◆ **Fragmento facilitado**
+-------+

Opinión

Derechos humanos, Europa y Covid-19

Europa, el viejo y enfermo continente, fue durante largo tiempo, durante siglos, la referencia y el centro de la mirada de quienes querían fundar la cultura sobre la dignidad del ser humano. Los derechos fundamentales de la persona, junto a la separación de los poderes del Estado y al principio de juridicidad, alumbraron un sistema político en el que, en efecto, la dignidad del humano se levantaba omnipotente, soberana y todopoderosa frente a cualquier al intento del poder de pisotearla o laminarla. Sin embargo, la realidad europea es, a día de hoy, mal que nos pese, la que es: prevalencia de la economía sobre la persona, baja participación cívica, población envejecida, baja natalidad, consumismo insolidario, creciente delincuencia en todas sus expresiones, corrupción y, fundamentalmente, mercadeo y transacción también de los más capitales valores del ser humano. Claro que nos gustaría que el panorama europeo estuviera presidido, sobre todo en este tiempo de pandemia y emergencia sanitaria, por los valores comunes procedentes de la centralidad del ser humano que los padres fundadores de la Unión Europea, a quienes hoy tanto se cita tanto como se desconoce, colocaron como los pilares de una integración fundada en el humanismo y consiguiente preeminencia de los derechos fundamentales de la persona.

En realidad, cuando se reconocen estos derechos de manera incondicional, sin injerencias del poder, entonces resplandece la dignidad del ser humano y la idea originaria de lo que debería ser Europa brilla con luz propia. Sin embargo, cuando el poder constituido decide sobre la titularidad y el ejercicio de los derechos humanos, la arbitrariedad se instala entre nosotros y desaparece la igualdad radical entre los seres humanos. Entonces, nos adentramos en un inquietante mundo en el que, quien manda, decide sobre todo, también sobre el fundamento mismo del poder: sobre el alcance y límites de la dignidad de la persona. Hoy, en situación de pandemia, de forma clara y evidente ante la ausencia de controles efectivos al poder, ante la suspensión de derechos fundamentales y en una situación de confinamiento gubernamental que, dada su duración, debilita la resistencia cívica de los ciudadanos.

+-------+

◆ **Material extraído**
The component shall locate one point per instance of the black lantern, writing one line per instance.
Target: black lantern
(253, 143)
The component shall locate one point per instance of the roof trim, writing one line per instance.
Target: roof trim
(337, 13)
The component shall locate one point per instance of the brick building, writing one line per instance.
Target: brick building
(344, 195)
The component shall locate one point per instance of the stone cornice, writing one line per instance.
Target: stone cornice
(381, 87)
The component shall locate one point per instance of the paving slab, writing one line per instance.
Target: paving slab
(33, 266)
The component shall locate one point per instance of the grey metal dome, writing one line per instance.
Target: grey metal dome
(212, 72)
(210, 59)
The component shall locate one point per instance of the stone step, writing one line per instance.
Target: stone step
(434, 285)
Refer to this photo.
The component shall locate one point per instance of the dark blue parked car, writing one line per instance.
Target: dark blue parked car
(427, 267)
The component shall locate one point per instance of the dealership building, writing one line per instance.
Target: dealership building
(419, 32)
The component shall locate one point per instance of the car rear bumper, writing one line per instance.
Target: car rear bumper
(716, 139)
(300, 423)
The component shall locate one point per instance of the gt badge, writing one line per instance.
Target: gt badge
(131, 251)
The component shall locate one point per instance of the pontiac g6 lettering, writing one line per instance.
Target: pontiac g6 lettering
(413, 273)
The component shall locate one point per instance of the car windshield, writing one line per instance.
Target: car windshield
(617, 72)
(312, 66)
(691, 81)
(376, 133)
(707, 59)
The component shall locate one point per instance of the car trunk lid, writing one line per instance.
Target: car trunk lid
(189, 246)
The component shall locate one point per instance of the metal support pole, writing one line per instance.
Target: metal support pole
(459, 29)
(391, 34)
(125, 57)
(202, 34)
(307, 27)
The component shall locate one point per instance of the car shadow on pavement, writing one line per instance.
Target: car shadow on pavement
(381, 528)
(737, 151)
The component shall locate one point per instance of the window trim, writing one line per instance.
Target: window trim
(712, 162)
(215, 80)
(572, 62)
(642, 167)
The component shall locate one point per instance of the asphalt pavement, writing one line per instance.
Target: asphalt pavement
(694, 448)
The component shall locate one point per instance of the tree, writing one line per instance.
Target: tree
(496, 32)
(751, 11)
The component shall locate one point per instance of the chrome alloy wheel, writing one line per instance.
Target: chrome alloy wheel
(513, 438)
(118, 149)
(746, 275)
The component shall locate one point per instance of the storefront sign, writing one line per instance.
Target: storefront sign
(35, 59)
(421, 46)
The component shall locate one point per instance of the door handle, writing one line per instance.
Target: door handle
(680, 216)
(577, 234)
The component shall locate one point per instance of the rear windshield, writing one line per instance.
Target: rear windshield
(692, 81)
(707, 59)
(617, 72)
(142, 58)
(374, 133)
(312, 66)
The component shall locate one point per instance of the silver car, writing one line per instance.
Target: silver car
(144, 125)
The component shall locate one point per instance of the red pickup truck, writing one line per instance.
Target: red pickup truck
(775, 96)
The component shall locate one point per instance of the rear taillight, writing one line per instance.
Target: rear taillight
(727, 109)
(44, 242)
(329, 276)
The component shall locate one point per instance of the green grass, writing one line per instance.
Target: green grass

+-------+

◆ **Objeto de la tarea**
Vuelva a escribir completo el artículo de opinión sobre derechos humanos, Europa y Covid-19, sin alterar nada.

◆ **Respuesta al ejercicio**
Opinión

Derechos humanos, Europa y Covid-19

Europa, el viejo y enfermo continente, fue durante largo tiempo, durante siglos, la referencia y el centro de la mirada de quienes querían fundar la cultura sobre la dignidad del ser humano. Los derechos fundamentales de la persona, junto a la separación de los poderes del Estado y al principio de juridicidad, alumbraron un sistema político en el que, en efecto, la dignidad del humano se levantaba omnipotente, soberana y todopoderosa frente a cualquier al intento del poder de pisotearla o laminarla. Sin embargo, la realidad europea es, a día de hoy, mal que nos pese, la que es: prevalencia de la economía sobre la persona, baja participación cívica, población envejecida, baja natalidad, consumismo insolidario, creciente delincuencia en todas sus expresiones, corrupción y, fundamentalmente, mercadeo y transacción también de los más capitales valores del ser humano. Claro que nos gustaría que el panorama europeo estuviera presidido, sobre todo en este tiempo de pandemia y emergencia sanitaria, por los valores comunes procedentes de la centralidad del ser humano que los padres fundadores de la Unión Europea, a quienes hoy tanto se cita tanto como se desconoce, colocaron como los pilares de una integración fundada en el humanismo y consiguiente preeminencia de los derechos fundamentales de la persona.

En realidad, cuando se reconocen estos derechos de manera incondicional, sin injerencias del poder, entonces resplandece la dignidad del ser humano y la idea originaria de lo que debería ser Europa brilla con luz propia. Sin embargo, cuando el poder constituido decide sobre la titularidad y el ejercicio de los derechos humanos, la arbitrariedad se instala entre nosotros y desaparece la igualdad radical entre los seres humanos. Entonces, nos adentramos en un inquietante mundo en el que, quien manda, decide sobre todo, también sobre el fundamento mismo del poder: sobre el alcance y límites de la dignidad de la persona. Hoy, en situación de pandemia, de forma clara y evidente ante la ausencia de controles efectivos al poder, ante la suspensión de derechos fundamentales y en una situación de confinamiento gubernamental que, dada su duración, debilita la resistencia cívica de los ciudadanos.